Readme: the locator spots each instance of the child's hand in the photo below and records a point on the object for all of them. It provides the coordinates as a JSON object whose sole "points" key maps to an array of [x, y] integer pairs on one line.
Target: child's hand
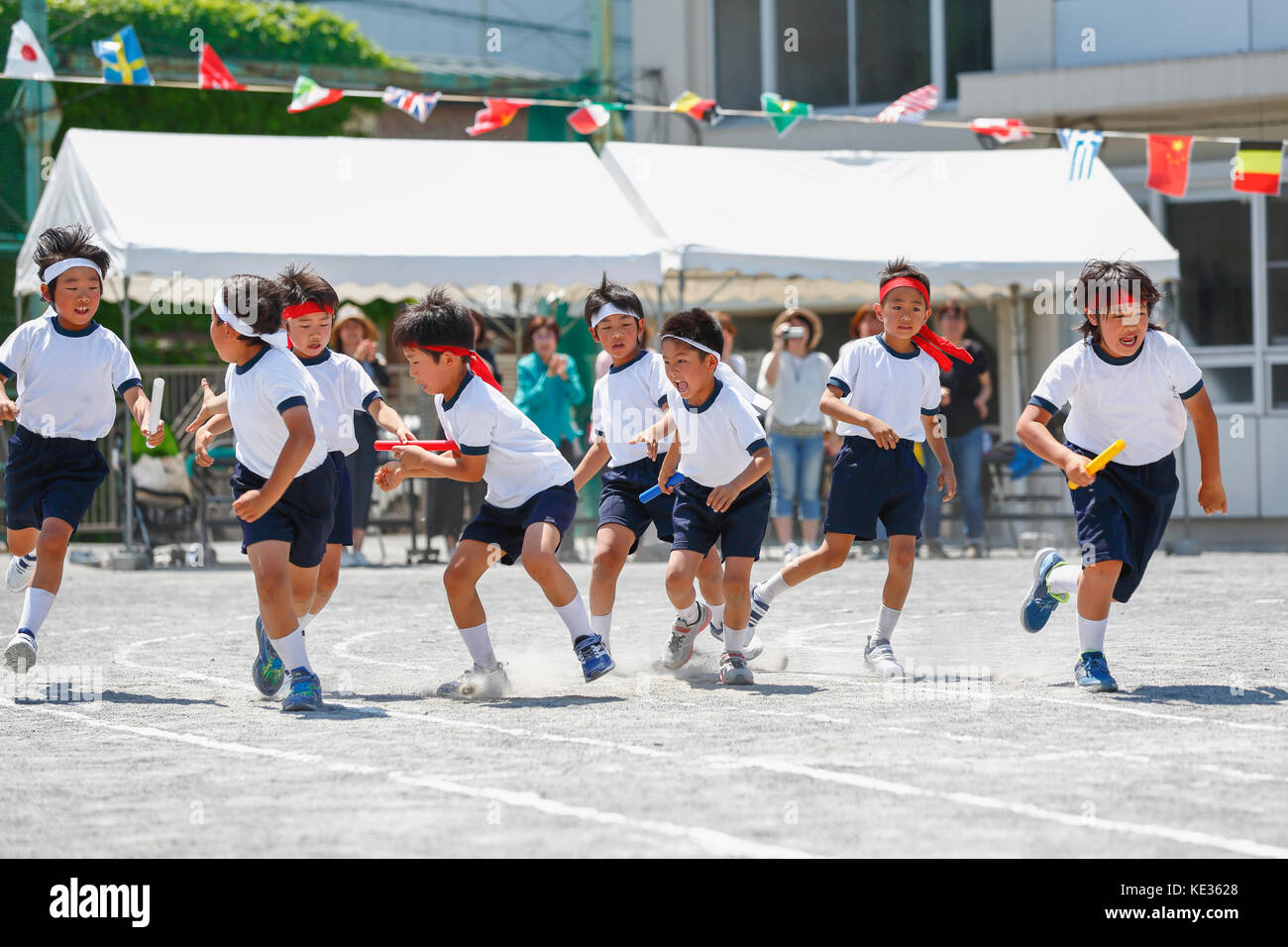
{"points": [[389, 475], [1212, 496], [721, 497], [250, 505], [948, 482], [883, 433]]}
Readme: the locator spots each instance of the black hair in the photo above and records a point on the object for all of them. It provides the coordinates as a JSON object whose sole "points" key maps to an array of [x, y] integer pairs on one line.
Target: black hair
{"points": [[65, 243], [697, 325], [901, 266], [301, 285], [1103, 282], [436, 320], [256, 300], [610, 292]]}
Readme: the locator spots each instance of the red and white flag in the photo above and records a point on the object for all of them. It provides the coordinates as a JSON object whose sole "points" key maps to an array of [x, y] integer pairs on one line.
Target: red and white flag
{"points": [[912, 106], [26, 59], [211, 72]]}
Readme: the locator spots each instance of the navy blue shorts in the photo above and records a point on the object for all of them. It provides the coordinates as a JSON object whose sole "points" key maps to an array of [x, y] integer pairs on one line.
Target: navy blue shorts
{"points": [[50, 476], [301, 517], [619, 501], [1124, 515], [506, 526], [871, 483], [741, 528], [342, 528]]}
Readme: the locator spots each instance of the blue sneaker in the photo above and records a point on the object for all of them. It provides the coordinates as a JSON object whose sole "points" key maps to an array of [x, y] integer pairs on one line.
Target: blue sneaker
{"points": [[1091, 673], [1039, 600], [595, 660], [305, 692], [267, 669]]}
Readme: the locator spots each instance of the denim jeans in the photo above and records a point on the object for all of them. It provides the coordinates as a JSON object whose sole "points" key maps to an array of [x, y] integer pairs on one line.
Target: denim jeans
{"points": [[798, 474], [967, 457]]}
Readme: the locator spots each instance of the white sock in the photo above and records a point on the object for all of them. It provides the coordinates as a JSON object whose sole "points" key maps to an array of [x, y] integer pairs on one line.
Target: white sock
{"points": [[576, 618], [292, 652], [481, 646], [1063, 579], [1091, 634], [601, 625], [768, 591], [735, 641], [35, 607], [887, 620]]}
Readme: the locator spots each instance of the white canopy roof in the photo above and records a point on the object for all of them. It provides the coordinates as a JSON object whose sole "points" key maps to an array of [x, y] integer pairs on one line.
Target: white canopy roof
{"points": [[377, 218], [982, 219]]}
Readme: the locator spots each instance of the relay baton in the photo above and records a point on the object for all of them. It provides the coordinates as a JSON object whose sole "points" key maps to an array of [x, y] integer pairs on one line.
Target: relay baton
{"points": [[1103, 459], [424, 445], [155, 412], [653, 492]]}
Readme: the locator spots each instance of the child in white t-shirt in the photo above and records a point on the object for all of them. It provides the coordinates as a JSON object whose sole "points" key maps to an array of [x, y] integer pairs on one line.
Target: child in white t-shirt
{"points": [[529, 502], [68, 369], [1126, 380]]}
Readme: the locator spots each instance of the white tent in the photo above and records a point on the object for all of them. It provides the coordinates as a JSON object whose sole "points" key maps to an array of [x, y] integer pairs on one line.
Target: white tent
{"points": [[378, 218], [982, 219]]}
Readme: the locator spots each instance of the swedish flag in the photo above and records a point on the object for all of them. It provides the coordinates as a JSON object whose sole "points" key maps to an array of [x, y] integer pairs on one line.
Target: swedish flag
{"points": [[123, 59]]}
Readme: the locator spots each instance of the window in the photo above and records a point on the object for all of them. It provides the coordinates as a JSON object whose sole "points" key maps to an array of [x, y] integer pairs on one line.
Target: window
{"points": [[1215, 295]]}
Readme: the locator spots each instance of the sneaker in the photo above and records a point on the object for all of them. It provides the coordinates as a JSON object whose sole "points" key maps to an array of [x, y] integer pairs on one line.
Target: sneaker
{"points": [[1039, 600], [1091, 673], [267, 669], [879, 656], [734, 671], [305, 692], [21, 570], [21, 652], [595, 660], [478, 682], [679, 650]]}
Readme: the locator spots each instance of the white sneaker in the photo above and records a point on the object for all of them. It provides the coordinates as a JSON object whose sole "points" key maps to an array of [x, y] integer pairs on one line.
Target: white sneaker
{"points": [[20, 573], [21, 652]]}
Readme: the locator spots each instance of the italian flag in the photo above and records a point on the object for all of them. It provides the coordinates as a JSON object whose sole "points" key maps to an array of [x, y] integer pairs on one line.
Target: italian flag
{"points": [[308, 94]]}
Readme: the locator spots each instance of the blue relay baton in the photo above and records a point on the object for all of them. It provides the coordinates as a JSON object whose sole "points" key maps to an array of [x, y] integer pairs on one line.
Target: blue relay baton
{"points": [[655, 492]]}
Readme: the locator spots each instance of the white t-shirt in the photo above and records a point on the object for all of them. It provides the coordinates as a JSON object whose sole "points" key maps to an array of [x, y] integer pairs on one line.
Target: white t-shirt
{"points": [[716, 437], [890, 385], [259, 390], [344, 386], [520, 460], [1134, 398], [799, 386], [65, 377], [626, 401]]}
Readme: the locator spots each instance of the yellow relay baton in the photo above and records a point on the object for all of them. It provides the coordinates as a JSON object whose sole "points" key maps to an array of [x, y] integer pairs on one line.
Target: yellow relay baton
{"points": [[1103, 459]]}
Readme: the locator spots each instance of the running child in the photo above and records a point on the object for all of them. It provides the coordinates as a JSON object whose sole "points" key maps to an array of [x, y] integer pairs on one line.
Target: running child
{"points": [[283, 482], [1126, 380], [630, 398], [529, 504], [68, 369], [884, 393], [721, 451]]}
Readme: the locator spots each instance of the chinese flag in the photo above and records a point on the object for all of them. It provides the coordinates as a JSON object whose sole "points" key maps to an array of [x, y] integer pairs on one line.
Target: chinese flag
{"points": [[1170, 163]]}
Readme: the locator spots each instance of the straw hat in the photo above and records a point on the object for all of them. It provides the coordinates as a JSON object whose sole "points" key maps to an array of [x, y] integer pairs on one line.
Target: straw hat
{"points": [[815, 335]]}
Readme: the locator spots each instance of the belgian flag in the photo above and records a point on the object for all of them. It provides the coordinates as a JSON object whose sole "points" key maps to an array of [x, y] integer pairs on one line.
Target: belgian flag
{"points": [[1256, 166]]}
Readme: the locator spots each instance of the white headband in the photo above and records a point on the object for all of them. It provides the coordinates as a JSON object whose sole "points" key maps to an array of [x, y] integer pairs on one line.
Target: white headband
{"points": [[55, 269], [609, 309], [277, 338], [729, 376]]}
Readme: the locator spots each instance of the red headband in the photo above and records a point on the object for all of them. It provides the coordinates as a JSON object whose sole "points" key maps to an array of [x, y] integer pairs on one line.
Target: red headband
{"points": [[476, 361], [905, 281]]}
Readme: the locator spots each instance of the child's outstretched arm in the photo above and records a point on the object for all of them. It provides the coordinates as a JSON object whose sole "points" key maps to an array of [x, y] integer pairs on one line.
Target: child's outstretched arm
{"points": [[1207, 433], [1033, 434]]}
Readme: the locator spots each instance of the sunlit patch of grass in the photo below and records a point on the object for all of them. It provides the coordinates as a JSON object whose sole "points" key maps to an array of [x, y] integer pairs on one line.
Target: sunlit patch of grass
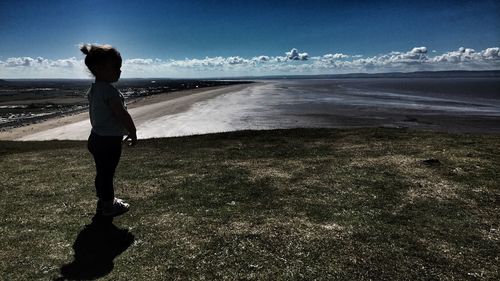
{"points": [[283, 205]]}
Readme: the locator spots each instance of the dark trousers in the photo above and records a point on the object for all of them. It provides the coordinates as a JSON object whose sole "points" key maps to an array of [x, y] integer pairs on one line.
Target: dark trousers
{"points": [[106, 151]]}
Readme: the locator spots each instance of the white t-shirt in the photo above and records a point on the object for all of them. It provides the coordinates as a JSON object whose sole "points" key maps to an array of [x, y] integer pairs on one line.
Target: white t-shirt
{"points": [[104, 121]]}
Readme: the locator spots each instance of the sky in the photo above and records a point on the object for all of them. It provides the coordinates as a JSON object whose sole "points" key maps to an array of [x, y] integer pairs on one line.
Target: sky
{"points": [[210, 38]]}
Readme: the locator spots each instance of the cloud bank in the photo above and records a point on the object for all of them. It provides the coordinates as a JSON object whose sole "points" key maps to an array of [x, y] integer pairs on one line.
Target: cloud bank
{"points": [[292, 62]]}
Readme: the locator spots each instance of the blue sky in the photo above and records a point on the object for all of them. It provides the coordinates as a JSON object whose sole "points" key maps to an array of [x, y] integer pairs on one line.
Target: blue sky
{"points": [[178, 30]]}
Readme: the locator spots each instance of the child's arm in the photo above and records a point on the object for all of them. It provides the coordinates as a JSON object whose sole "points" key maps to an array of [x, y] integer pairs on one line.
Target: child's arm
{"points": [[122, 114]]}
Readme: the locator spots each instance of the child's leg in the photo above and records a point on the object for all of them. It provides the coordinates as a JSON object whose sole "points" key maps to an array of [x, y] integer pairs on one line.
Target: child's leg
{"points": [[106, 152]]}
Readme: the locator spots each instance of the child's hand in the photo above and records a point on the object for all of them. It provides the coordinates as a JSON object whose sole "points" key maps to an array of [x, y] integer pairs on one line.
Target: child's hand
{"points": [[131, 139]]}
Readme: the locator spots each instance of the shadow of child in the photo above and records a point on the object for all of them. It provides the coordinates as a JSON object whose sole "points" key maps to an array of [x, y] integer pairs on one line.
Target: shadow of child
{"points": [[95, 249]]}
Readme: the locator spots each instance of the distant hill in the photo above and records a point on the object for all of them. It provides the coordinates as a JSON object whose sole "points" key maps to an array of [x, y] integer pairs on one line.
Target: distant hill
{"points": [[417, 74]]}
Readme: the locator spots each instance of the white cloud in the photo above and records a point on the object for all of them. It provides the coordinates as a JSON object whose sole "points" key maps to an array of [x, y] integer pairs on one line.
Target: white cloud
{"points": [[295, 55], [293, 62], [335, 56]]}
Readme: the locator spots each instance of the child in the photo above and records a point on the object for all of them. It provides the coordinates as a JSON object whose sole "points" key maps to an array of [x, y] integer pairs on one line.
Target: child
{"points": [[110, 122]]}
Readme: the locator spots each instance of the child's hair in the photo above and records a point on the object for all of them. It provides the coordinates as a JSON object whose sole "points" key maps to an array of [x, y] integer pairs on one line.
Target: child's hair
{"points": [[97, 55]]}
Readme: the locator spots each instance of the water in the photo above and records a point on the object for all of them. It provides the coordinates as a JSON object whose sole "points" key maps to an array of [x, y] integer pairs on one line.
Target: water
{"points": [[457, 105], [441, 105]]}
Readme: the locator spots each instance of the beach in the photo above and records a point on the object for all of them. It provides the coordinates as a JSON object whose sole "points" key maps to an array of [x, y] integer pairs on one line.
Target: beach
{"points": [[452, 105]]}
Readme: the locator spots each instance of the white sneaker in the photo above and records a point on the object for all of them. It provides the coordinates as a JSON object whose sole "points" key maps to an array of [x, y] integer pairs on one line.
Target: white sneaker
{"points": [[112, 208]]}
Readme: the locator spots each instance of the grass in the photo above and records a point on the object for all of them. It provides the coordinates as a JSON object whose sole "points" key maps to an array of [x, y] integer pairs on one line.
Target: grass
{"points": [[302, 204]]}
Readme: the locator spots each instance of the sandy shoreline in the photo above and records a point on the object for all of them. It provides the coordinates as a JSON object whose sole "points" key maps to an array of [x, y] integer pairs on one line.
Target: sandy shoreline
{"points": [[142, 110]]}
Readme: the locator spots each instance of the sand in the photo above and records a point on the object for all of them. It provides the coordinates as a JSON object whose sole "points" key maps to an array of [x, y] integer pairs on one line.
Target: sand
{"points": [[470, 106], [77, 126]]}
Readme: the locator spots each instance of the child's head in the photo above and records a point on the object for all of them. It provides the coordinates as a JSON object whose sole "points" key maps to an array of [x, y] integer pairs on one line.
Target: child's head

Objective: Only the lines from the one that contains "Readme: the locator spots each instance of the sand in" to the end of the entries above should be given again, exactly and in full.

The response:
Readme: the locator spots each instance of the sand in the photo above and records a point on the object for all of them. It provides the coordinates as a JSON object whose sole "points" key maps to an array of [x, y] integer pairs on one line.
Target: sand
{"points": [[470, 106], [77, 126]]}
Readme: the locator spots each instance of the child's head in the photo above and records a point on the object for all of them. It provides the coordinates as a JSON object whose sole "points" key maps to an array of [x, y] integer pairs on one line.
Target: child's head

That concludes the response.